— Extrait fourni —
════════════════════

Cette décision bouleverse Marie Leszczyńska. Non seulement le couple royal vit des heures douloureuses, en pleine désagrégation, mais on la prive d’une partie de ses enfants. La reine a le sentiment que rien ne lui sera épargné en ces temps difficiles, où elle devine une nouvelle brimade du cardinal à son encontre. Profondément meurtrie dans ses sentiments maternels, elle est aussi outrée de ne pas avoir été consultée par le roi qui ne semble pas avoir pris la défense de ses héritières. Elle a la conviction que Louis XV laisse agir Fleury à sa guise, oubliant un peu vite que, par tradition, les enfants royaux n’ont jamais été expédiés au couvent.
Et pourquoi choisir cette lointaine abbaye de Fontevrault, aux confins de l’Anjou et du Poitou, à quatre-vingts lieues de Versailles ? Fondée au xie siècle, cette abbaye a pour originalité d’être un ordre mixte, gouverné par une femme ; ainsi, tous les couvents de moines et de moniales qui relèvent de son autorité ont pour supérieure unique l’abbesse de Fontevrault, placée directement sous l’autorité du pape.

════════════════════

— Exercice —
Recopiez à l'identique le passage de l'extrait fourni situé entre « Cette décision bouleverse » et « expédiés au couvent. », ces deux bornes incluses.

(Items de données)
════════════════════

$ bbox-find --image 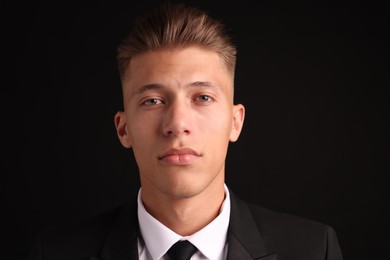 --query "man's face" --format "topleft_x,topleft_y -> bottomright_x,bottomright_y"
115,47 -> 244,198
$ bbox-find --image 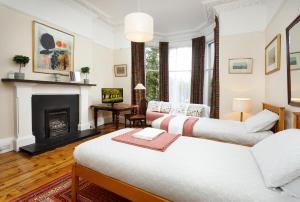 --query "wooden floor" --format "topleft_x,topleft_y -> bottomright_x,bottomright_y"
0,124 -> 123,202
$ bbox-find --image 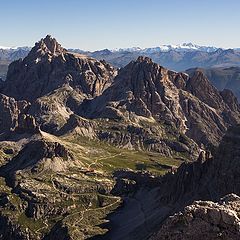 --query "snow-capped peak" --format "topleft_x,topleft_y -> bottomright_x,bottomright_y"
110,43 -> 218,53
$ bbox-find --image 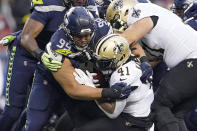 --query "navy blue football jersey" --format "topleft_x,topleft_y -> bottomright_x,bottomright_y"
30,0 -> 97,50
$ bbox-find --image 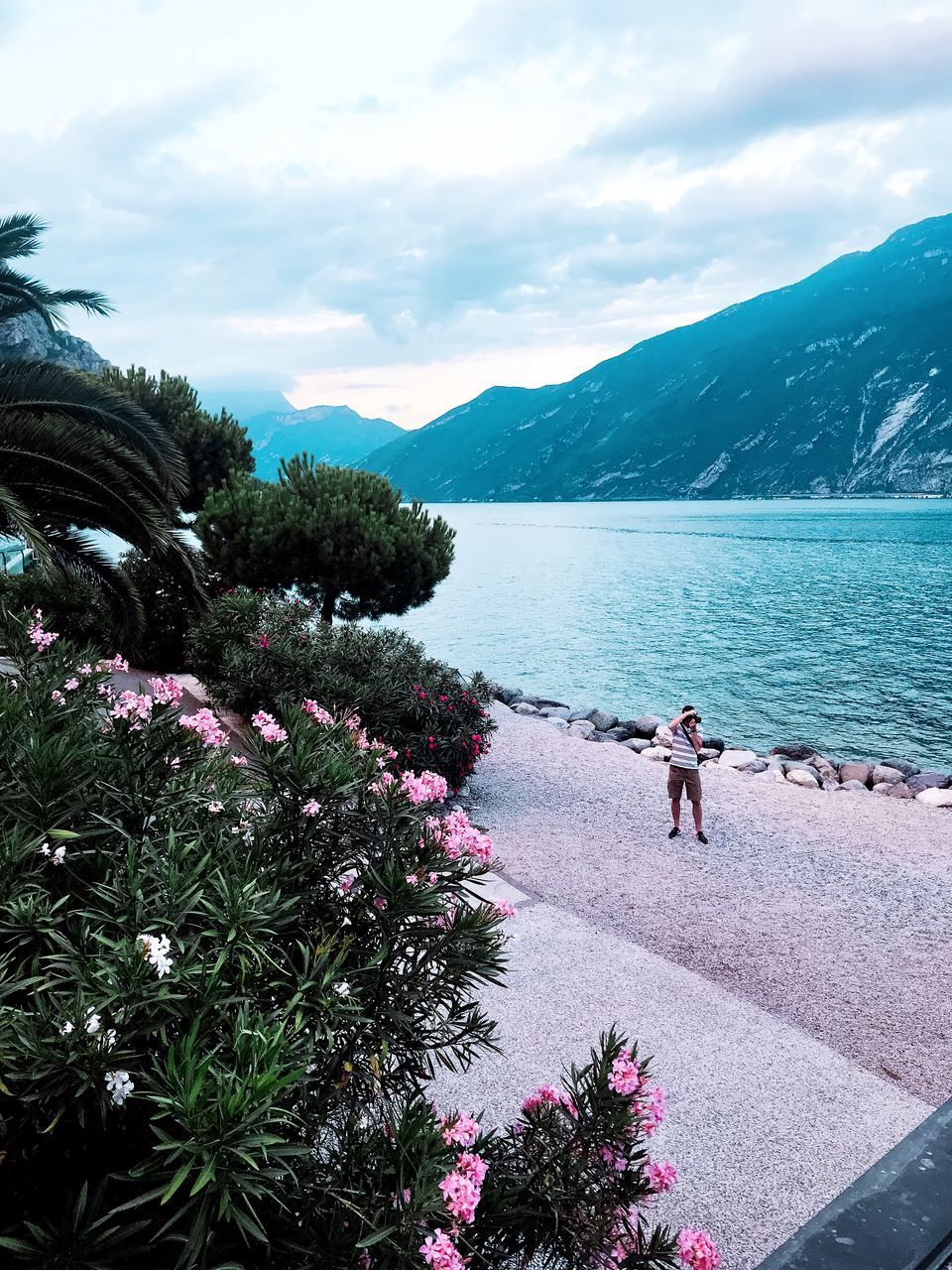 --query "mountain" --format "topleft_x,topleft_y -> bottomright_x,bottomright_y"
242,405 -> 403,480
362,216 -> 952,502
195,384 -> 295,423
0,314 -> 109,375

════════════════════

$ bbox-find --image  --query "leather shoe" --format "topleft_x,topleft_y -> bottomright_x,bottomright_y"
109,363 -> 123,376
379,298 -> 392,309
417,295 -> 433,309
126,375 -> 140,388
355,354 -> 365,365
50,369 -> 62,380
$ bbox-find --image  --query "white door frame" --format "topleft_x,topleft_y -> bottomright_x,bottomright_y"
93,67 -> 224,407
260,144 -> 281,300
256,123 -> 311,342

════════════════════

— Résultat attendu —
Cette décision bouleverse Marie Leszczyńska. Non seulement le couple royal vit des heures douloureuses, en pleine désagrégation, mais on la prive d’une partie de ses enfants. La reine a le sentiment que rien ne lui sera épargné en ces temps difficiles, où elle devine une nouvelle brimade du cardinal à son encontre. Profondément meurtrie dans ses sentiments maternels, elle est aussi outrée de ne pas avoir été consultée par le roi qui ne semble pas avoir pris la défense de ses héritières. Elle a la conviction que Louis XV laisse agir Fleury à sa guise, oubliant un peu vite que, par tradition, les enfants royaux n’ont jamais été expédiés au couvent.